TASK DATA Start Marker
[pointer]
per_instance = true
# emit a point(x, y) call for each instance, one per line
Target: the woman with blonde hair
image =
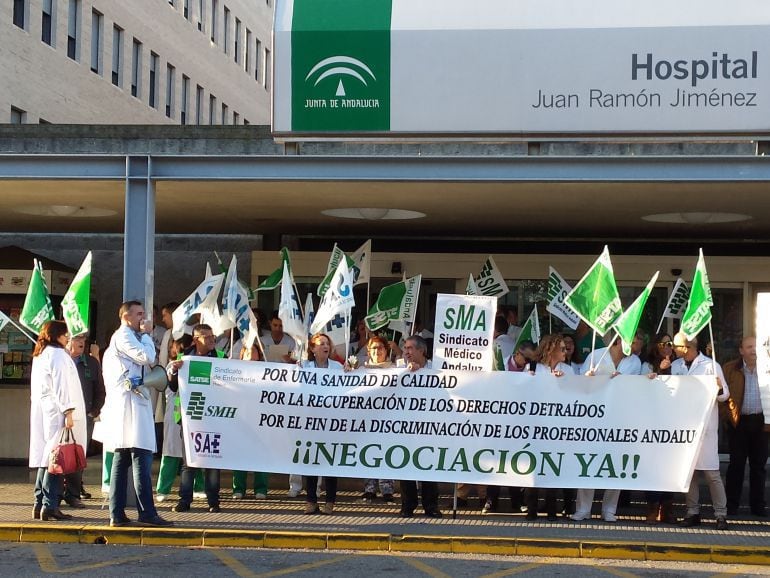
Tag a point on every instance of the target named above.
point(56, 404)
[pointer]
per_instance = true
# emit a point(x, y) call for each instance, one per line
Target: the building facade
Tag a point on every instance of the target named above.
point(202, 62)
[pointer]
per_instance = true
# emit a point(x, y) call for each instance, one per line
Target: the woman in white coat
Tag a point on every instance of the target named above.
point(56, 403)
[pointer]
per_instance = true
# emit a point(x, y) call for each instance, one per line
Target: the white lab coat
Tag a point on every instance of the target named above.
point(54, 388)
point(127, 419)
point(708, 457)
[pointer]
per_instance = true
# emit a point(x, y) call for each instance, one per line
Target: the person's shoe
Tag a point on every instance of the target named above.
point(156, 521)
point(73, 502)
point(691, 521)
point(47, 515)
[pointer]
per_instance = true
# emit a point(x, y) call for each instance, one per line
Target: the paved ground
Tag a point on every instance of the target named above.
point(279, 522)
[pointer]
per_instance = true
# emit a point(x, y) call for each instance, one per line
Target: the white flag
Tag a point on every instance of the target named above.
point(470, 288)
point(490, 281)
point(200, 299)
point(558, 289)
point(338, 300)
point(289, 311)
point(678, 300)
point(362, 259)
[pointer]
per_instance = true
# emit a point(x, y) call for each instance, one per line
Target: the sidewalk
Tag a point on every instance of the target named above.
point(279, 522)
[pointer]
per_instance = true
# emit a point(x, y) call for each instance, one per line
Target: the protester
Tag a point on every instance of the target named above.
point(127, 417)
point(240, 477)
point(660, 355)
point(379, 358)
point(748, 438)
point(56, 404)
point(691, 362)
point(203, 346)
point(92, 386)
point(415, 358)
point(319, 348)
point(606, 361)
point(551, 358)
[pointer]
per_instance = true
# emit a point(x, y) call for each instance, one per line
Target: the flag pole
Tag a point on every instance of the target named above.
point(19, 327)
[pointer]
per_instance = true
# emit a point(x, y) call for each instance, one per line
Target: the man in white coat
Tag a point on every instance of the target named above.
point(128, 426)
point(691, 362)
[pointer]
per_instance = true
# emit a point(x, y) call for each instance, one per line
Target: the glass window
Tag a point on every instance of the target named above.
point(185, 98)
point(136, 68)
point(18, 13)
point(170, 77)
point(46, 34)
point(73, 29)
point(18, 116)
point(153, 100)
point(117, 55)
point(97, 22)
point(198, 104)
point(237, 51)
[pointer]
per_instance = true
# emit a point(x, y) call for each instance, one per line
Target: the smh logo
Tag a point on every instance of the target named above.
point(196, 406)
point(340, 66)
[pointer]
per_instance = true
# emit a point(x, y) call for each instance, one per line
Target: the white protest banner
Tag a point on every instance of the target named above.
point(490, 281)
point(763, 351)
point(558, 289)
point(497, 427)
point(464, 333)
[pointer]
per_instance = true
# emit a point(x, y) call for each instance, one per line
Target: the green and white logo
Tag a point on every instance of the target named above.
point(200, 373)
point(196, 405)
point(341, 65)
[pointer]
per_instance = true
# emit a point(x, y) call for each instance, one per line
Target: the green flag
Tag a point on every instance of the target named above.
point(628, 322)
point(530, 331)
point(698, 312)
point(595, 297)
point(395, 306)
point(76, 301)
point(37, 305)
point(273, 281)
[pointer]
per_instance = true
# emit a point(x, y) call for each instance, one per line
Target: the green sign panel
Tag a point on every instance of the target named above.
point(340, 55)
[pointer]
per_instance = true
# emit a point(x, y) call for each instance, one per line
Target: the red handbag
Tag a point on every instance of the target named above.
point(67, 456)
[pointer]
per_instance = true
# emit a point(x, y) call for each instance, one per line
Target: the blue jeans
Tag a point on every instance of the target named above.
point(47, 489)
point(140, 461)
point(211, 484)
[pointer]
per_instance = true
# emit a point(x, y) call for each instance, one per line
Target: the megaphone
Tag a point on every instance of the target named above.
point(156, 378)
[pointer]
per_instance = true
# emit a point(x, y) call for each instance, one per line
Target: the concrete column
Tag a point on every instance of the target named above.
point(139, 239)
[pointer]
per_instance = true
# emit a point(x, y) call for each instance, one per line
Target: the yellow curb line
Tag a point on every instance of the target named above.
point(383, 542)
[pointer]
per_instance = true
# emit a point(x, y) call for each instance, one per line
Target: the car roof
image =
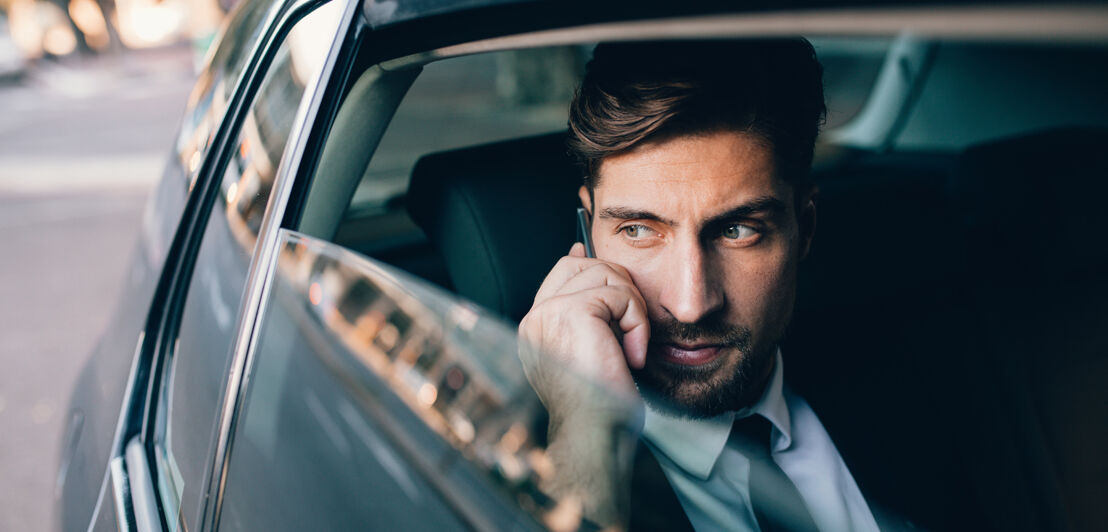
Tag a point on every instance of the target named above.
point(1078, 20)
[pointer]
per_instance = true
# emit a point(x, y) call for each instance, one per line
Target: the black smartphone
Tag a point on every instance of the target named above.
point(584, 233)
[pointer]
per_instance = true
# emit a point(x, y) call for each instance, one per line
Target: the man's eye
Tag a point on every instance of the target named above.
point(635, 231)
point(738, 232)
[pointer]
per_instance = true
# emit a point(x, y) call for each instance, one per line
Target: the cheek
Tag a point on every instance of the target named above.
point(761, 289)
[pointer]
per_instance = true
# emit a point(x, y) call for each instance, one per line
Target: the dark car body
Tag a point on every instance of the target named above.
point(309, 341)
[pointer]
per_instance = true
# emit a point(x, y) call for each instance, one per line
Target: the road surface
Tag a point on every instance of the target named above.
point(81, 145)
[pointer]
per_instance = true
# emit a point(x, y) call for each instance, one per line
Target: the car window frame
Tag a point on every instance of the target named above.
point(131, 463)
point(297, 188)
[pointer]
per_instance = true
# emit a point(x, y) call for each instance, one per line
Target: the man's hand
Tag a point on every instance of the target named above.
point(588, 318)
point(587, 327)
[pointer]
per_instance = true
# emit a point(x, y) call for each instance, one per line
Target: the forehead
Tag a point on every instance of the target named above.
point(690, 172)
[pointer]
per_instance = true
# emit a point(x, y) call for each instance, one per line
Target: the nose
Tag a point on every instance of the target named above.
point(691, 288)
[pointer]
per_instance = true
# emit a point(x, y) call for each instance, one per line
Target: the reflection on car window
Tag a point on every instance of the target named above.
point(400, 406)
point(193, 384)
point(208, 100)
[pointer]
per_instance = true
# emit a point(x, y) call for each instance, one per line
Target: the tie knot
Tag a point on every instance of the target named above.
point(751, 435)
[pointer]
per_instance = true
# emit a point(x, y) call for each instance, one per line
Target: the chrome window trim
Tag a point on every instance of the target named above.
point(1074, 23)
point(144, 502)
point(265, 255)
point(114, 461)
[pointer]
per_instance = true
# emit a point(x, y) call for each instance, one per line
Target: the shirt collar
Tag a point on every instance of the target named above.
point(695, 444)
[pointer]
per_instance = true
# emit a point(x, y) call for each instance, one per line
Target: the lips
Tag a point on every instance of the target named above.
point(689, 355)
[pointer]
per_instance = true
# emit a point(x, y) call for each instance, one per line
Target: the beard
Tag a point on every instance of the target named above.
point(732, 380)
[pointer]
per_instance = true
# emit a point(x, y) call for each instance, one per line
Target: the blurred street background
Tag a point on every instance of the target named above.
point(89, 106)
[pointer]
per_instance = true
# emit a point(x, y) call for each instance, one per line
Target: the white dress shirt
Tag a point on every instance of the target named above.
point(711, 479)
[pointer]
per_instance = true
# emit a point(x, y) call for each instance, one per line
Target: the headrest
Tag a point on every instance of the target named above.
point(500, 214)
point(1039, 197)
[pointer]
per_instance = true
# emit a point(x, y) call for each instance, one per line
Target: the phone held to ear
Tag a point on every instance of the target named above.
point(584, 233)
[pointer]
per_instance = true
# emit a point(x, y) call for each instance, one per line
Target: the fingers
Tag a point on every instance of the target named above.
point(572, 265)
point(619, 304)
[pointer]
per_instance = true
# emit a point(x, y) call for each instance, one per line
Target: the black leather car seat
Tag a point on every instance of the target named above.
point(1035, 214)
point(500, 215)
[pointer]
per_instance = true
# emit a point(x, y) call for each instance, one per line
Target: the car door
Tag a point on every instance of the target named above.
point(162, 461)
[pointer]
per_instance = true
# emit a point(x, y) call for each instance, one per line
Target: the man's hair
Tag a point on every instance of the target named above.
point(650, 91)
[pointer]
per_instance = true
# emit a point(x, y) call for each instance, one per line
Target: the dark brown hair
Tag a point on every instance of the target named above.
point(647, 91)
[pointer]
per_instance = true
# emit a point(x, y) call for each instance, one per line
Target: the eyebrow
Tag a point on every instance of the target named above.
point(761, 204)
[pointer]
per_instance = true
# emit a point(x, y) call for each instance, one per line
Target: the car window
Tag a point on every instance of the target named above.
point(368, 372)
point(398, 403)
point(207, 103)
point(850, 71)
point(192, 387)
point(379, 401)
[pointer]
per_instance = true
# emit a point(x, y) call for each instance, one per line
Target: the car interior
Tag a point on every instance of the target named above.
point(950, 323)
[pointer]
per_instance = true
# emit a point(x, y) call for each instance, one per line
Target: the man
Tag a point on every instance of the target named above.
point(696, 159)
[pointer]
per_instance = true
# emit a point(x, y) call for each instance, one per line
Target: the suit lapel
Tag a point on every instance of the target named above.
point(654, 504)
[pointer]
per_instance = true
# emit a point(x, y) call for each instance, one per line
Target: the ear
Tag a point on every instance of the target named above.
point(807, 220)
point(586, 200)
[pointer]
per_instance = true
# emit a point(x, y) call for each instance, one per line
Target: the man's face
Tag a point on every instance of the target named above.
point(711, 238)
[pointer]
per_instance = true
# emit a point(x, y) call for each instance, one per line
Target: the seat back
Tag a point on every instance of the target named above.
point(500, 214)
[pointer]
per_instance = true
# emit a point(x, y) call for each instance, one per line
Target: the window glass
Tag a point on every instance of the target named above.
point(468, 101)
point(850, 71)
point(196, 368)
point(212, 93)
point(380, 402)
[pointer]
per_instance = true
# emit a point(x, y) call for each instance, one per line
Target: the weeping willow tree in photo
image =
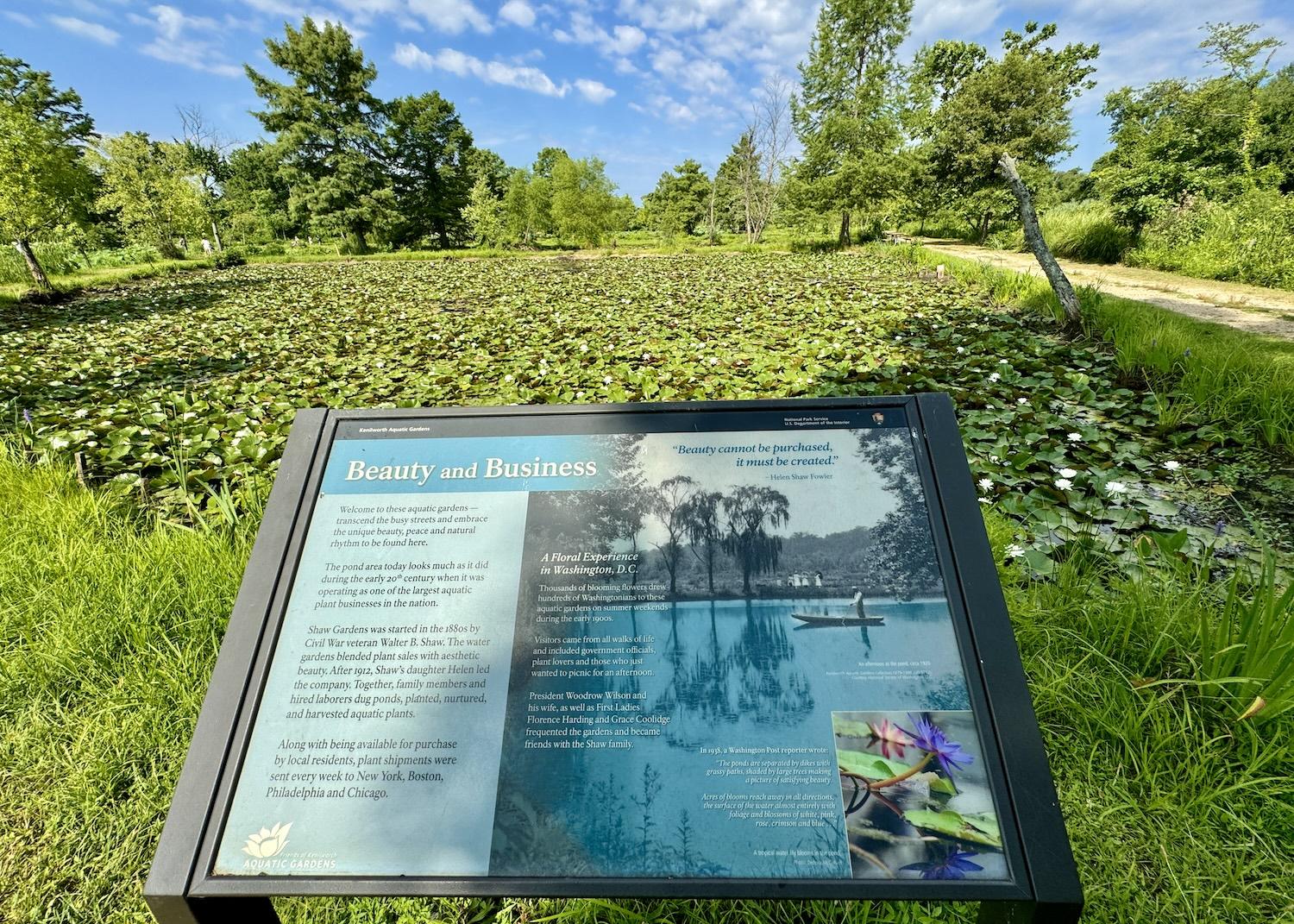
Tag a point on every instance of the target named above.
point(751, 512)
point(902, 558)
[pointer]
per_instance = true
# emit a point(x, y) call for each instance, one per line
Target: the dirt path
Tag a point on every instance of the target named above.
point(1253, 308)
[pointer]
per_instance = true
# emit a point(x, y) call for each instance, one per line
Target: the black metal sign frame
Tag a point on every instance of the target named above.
TASK DATA End Marker
_GOAL OF THE EXERCISE_
Go through the material above and copy each line that holds the string "logo".

_EXERCISE ANSWER_
Target: the smh logo
Target: the green and white logo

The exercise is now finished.